When comparing identifiers, GitLab does not compare CWE and WASC during deduplication because they are "type identifiers" and are used to classify groups of vulnerabilities. Including these identifiers would result in many vulnerabilities being incorrectly considered duplicates. Two vulnerabilities are considered unique if none of their identifiers match.

In a set of duplicated vulnerabilities, the first occurrence of a vulnerability is kept and the remaining are skipped. Security reports are processed in alphabetical file path order, and vulnerabilities are processed sequentially in the order they appear in a report.

For scan types that can run more than one GitLab analyzer, such as SAST, scanner priority also determines which vulnerability is kept. When two GitLab analyzers detect the same vulnerability, the result from the higher-priority analyzer is kept. This is how GitLab maintains continuity when one analyzer replaces another. For example, results from the Gemnasium analyzer take priority over results from a deprecated analyzer that covered the same dependencies.

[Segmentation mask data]

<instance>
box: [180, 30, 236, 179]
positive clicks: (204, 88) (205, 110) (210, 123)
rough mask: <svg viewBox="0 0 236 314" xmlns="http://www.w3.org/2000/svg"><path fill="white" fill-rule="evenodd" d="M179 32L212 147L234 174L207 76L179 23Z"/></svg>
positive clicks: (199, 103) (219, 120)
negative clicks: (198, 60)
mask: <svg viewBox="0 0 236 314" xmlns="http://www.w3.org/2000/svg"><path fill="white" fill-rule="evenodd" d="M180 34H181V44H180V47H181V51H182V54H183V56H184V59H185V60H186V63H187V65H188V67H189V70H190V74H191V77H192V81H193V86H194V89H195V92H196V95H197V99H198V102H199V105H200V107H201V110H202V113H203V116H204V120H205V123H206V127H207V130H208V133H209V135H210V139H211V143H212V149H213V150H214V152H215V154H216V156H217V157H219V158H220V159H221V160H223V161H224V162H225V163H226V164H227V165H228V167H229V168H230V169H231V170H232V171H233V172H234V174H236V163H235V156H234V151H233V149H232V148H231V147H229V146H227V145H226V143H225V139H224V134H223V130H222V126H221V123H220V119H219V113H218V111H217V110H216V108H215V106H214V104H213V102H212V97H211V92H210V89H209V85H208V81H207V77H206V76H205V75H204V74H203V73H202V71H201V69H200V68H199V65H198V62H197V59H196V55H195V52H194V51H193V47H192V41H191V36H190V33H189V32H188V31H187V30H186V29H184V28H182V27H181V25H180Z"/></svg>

*What needs to be done*: For each statement, say yes or no according to the text on vulnerability deduplication above, and quote the words that settle it. 1. GitLab leaves CWE and WASC identifiers out when it compares identifiers for deduplication. 2. Security reports are processed in the order they were created. 3. When two GitLab analyzers detect the same vulnerability, the result from the lower-priority analyzer is kept.

*Reply*:
1. Yes: "GitLab does not compare CWE and WASC during deduplication"
2. No: "Security reports are processed in alphabetical file path order"
3. No: "the result from the higher-priority analyzer is kept"